* WHAT THIS EXERCISE ASKS *
A - Determine whether each of the following statements agrees with the machine inspection checklist, answering yes or no and quoting the deciding words exactly: (i) missing covers can allow chips or coolant to enter and speed up wear; (ii) the inspection is to be carried out while the machine is running; (iii) only the X-axis guideway surfaces need to be examined.
B - Carry the machine inspection checklist forward from the point at which it stops, keeping its headings and bulleted format.

* PAGE TEXT *
****
With the machine safe and unpowered, do a careful external inspection of structure, covers, and visible subsystems.

Structure, Frame & Base

• Inspect the base, column, casting joints, cross-braces, and support frames for cracks, weld repairs, deformations, misalignment.
• Look for surface corrosion, pitting, rust especially in hidden or moisture-prone zones (corners, underside).
• Check whether covers, panels, guards, splash shields, wipers and bellows are present and undamaged. Missing covers often let chips / coolant ingress, accelerating wear.
• Inspect fasteners and bolted joints: none should be loose, missing, deformed, or mismatched.

Guideways / Linear Surfaces & Slides

• Examine exposed guideway surfaces (X, Y, Z) for scoring, scratches, pitting, chipped edges, uneven wear.
• Check protective seals, wipers, covers for integrity; damaged or missing covers is a red sign.
• Look at slideway edges, bearing surfaces, lubricant swash or groove areas: signs of contamination or abrasion.

Spindle Housing / Spindle Nose / Taper Interface

• Inspect the spindle nose / taper seating surface for pitting, corrosion, dents, discoloration, abnormal wear.
• Examine the housing, bearing cover surfaces, seals, cooling passages for leaks or damage.
• Check for signs of heat discoloration or repair marks.

Tool Changer / Magazine / Arms

• Inspect the tool magazine carousel, rails, arms, grippers, indexing surfaces. Look for wear, damage, looseness, broken components.
****
* DATA BLOCK *
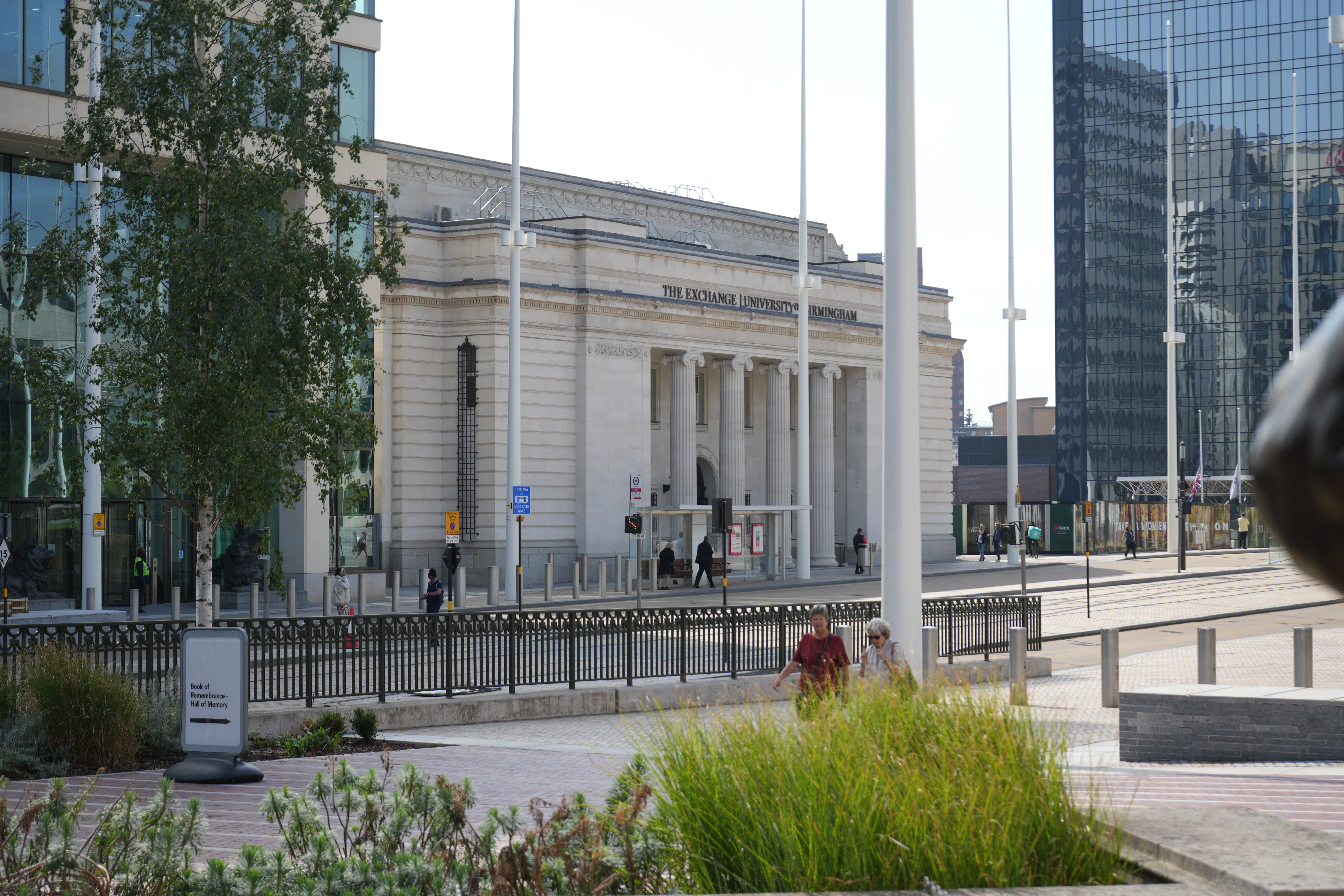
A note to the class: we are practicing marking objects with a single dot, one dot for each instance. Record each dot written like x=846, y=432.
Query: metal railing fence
x=326, y=657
****
* ANSWER LIST *
A -
(i) Yes: "Missing covers often let chips / coolant ingress, accelerating wear."
(ii) No: "With the machine safe and unpowered, do a careful external inspection of structure, covers, and visible subsystems."
(iii) No: "Examine exposed guideway surfaces (X, Y, Z) for scoring, scratches, pitting, chipped edges, uneven wear."

B -
• Watch for cracked pockets, worn rails, sensor housings, misalignment of tool arms.

Wiring, Electrical Cabinets, Panels

• Open panels and inspect wiring, power modules, circuit boards: check insulation, corrosion, heat marks, splices.
• Inspect cable carriers and conduit: look for chafing, broken loops, slack, broken clamps.
• Check coolant hoses, hydraulic lines, pneumatic lines for leaks, damage or aging.

Coolant / Lubrication / Chip Handling

• Inspect coolant pump, coolant piping, nozzles, filters, hoses for leaks, corrosion, sediment, deterioration.
• Check lubrication distribution piping/lines for each axis: ensure lines intact, no leaks or blockages.
• Examine chip conveyor / evacuation path: belts, screw conveyors, chip trays, guides.

If any structural cracks, heavy external damage, missing critical covers, or signs of neglect exist, these are immediate red flags (though not necessarily deal-breakers if repairable and accounted for).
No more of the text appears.